-- Start Provided information --

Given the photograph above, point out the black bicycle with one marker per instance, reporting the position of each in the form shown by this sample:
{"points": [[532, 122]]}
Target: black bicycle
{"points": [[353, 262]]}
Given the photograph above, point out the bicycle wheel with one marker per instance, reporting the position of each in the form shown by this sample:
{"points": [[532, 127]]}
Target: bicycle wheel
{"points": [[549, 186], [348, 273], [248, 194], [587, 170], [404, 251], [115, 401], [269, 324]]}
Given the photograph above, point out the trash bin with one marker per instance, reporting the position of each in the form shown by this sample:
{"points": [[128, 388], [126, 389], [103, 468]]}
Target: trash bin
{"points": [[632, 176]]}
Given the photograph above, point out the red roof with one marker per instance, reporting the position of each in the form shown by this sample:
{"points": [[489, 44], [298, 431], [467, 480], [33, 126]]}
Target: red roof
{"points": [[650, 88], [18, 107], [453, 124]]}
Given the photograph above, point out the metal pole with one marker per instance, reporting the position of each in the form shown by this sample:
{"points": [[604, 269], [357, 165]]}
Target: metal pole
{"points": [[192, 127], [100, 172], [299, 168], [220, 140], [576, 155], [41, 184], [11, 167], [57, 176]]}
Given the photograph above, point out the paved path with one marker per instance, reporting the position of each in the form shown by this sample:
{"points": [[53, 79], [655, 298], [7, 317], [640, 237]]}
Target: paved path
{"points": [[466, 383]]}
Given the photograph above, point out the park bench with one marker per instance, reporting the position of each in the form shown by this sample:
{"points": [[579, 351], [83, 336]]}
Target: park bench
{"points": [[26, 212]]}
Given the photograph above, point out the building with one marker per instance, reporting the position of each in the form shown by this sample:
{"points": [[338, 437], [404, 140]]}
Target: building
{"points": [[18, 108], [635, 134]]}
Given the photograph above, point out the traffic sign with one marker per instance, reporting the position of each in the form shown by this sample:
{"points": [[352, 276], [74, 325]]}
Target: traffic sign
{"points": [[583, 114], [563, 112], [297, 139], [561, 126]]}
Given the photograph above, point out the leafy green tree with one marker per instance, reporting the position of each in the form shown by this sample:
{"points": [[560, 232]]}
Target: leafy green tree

-- End Provided information --

Reproduce the entries above in full, verbatim.

Given the photograph above, point out the black bicycle with one marker per instance, reporting the position of each in the form shown by this sample:
{"points": [[532, 122]]}
Target: black bicycle
{"points": [[353, 262]]}
Given the photograph above, point out the bicycle wheel with one marker per instance, reporting the position of each in the form shown by this sample:
{"points": [[532, 127]]}
Target: bicycle wheel
{"points": [[549, 186], [348, 273], [248, 194], [587, 170], [404, 251], [115, 401], [269, 324]]}
Given the photograph above, point out the trash bin with one marker per instance, reporting the position of each in the form shown by this sample:
{"points": [[128, 388], [126, 389], [103, 468]]}
Target: trash bin
{"points": [[632, 176]]}
Given the photograph above, point out the red roof with one marker per instance, reporting the position of each in the form shown by this sample:
{"points": [[489, 44], [298, 431], [467, 480], [33, 126]]}
Target: red roof
{"points": [[650, 88], [18, 107], [453, 124]]}
Given the photograph above, point out the metal pole with one marker per instance, reporting the position of each in the form shown by this sample:
{"points": [[604, 269], [357, 165]]}
Target: metal pole
{"points": [[192, 127], [100, 172], [299, 168], [220, 140], [576, 155], [41, 184], [11, 167], [57, 176]]}
Given the photograph above, point out the paved path with one marker per instance, reporting the position of each in the form shown by this sample:
{"points": [[53, 79], [655, 298], [7, 317], [640, 237]]}
Target: paved path
{"points": [[466, 383]]}
Given the photograph above, point out the park bench with one marker per instance, reporting the position of each in the form shown by this sample:
{"points": [[579, 351], [83, 336]]}
Target: park bench
{"points": [[26, 212]]}
Given the photograph above, point out the building with one marker per instance, reporting the position of each in the form shown by this sample:
{"points": [[338, 437], [404, 140]]}
Target: building
{"points": [[18, 108], [635, 134]]}
Given the photograph above, point out the traffic sign with one marker per instance, reporting the position of each in the form shown by this sample:
{"points": [[352, 276], [74, 325]]}
Target: traffic sign
{"points": [[583, 114], [563, 112], [297, 139], [561, 126]]}
Given the photograph above, point out the leafy green tree with one marker per instance, reporting the position of each in the form shown by this sample:
{"points": [[560, 232]]}
Target: leafy green tree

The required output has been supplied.